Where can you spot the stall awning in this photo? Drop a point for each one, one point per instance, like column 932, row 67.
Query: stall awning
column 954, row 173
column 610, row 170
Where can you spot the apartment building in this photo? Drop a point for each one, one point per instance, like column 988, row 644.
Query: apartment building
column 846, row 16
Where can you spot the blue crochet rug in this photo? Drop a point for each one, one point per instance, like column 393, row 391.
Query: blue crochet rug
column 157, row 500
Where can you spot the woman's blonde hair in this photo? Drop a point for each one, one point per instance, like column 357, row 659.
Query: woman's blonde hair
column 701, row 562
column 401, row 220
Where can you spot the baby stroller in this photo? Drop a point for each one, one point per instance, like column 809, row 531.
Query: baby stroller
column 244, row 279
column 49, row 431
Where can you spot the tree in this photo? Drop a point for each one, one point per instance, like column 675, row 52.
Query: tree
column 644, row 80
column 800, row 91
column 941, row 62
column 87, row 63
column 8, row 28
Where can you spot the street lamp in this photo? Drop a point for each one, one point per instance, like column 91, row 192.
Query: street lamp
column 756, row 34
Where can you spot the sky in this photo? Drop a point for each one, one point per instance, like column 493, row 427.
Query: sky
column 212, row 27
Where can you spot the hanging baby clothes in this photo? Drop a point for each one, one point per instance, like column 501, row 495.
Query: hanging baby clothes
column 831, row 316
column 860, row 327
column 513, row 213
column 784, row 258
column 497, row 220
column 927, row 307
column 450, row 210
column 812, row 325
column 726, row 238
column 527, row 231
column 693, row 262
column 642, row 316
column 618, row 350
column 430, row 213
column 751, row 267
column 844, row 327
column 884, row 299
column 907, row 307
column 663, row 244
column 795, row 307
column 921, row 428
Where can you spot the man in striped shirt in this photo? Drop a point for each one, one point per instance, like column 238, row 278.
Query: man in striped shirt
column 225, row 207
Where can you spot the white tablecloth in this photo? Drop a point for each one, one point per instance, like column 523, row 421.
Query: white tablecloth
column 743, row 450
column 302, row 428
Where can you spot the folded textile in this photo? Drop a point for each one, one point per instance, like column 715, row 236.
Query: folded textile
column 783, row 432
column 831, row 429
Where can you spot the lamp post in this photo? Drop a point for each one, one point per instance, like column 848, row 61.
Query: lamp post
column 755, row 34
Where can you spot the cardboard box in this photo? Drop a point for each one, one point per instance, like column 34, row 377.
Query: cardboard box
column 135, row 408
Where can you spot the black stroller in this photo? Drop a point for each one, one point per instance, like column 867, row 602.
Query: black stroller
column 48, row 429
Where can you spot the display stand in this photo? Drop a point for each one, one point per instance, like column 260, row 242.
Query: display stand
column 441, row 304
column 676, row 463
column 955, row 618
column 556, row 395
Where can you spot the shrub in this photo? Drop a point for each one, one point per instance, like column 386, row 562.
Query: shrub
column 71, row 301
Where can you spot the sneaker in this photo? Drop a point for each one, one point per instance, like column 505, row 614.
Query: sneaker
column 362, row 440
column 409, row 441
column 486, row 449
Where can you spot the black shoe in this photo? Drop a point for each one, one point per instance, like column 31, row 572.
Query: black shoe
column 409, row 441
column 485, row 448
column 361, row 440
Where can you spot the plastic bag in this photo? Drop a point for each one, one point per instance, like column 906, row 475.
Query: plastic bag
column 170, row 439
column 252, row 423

============

Rewrite the listing with every "Query" changed to "Label", keeping everything else the same.

Where can you spot the stall awning in this photo? Drop a point for each one, one point per instance, like column 932, row 67.
Label: stall awning
column 954, row 173
column 610, row 170
Where can you spot the apartment building in this photo? Drop a point for each one, one point per instance, like column 988, row 644.
Label: apartment building
column 846, row 16
Where can you spot the blue crochet rug in this photo? Drop a point for each one, one point per instance, like column 393, row 391.
Label: blue crochet rug
column 157, row 500
Where can you spot the woman's blonde hair in this photo? Drop a point for each one, one point per instance, like column 357, row 659.
Label: woman's blonde hair
column 701, row 562
column 401, row 220
Where can you spot the baby stroller in this photo? Drop a point for each one, one point per instance, like column 809, row 531.
Label: baby stroller
column 244, row 279
column 49, row 431
Where can you spot the tree in this photo? Drop a point for each one, one point per instance, like column 675, row 52.
Label: tree
column 644, row 80
column 800, row 91
column 941, row 62
column 87, row 63
column 8, row 28
Where can you spot the street lamp in this photo? Drop a point for each one, one point per instance, like column 91, row 192.
Label: street lamp
column 756, row 34
Where can you spot the sky in this photo? Drop a point for each one, one point per instance, like column 493, row 427.
Label: sky
column 212, row 27
Where can you spot the hanging baby clothes in this photo? Drop a point for each one, one point per instance, like column 501, row 495.
Label: hanging baby clothes
column 831, row 316
column 860, row 327
column 513, row 213
column 784, row 258
column 497, row 220
column 927, row 307
column 450, row 210
column 812, row 325
column 726, row 238
column 527, row 231
column 693, row 262
column 642, row 316
column 618, row 350
column 430, row 213
column 751, row 267
column 844, row 327
column 884, row 299
column 907, row 307
column 663, row 244
column 795, row 307
column 921, row 428
Where can you spot the man in striped shirt in this photo? Drop a point for each one, one point per instance, like column 238, row 278.
Label: man in striped shirt
column 225, row 207
Where can you spot the white tablecloth in this photo? Drop a point for each one, one point per instance, like column 523, row 421.
Label: white tablecloth
column 743, row 450
column 302, row 428
Where can you spot the folded textile in this photo? Drop a point for each one, one point per instance, like column 715, row 236.
Label: folded textile
column 783, row 432
column 831, row 429
Where can you spot the lamp post in this photo? Drop a point for each one, one point per instance, like column 848, row 61.
Label: lamp post
column 755, row 34
Where can you spot the cardboard box in this photo? Drop a point for each one, one point per instance, like column 34, row 377.
Label: cardboard box
column 135, row 408
Where can you spot the black stroller in this photo? Drop a point for each one, one point per instance, like column 867, row 602.
Label: black stroller
column 48, row 429
Where can you spot the display stand in this photo? Drop a point for each one, one point per instance, like column 260, row 242.
Label: display stand
column 441, row 304
column 676, row 463
column 955, row 618
column 556, row 395
Where can you spot the shrub in this photo? Drop a point for each one, one point per instance, like column 386, row 562.
Label: shrub
column 71, row 301
Where can you spot the sneaker in this photo? Drop a point for each one, one point per instance, like column 505, row 614.
Label: sneaker
column 362, row 440
column 409, row 441
column 486, row 449
Where can you spot the black shoe in this photo? Drop a point for each one, one point per instance, like column 31, row 572.
Label: black shoe
column 409, row 441
column 485, row 448
column 361, row 440
Where can you spot the plastic bag in this photo? Drop a point for each one, one point per instance, like column 906, row 475.
Label: plastic bag
column 170, row 439
column 252, row 423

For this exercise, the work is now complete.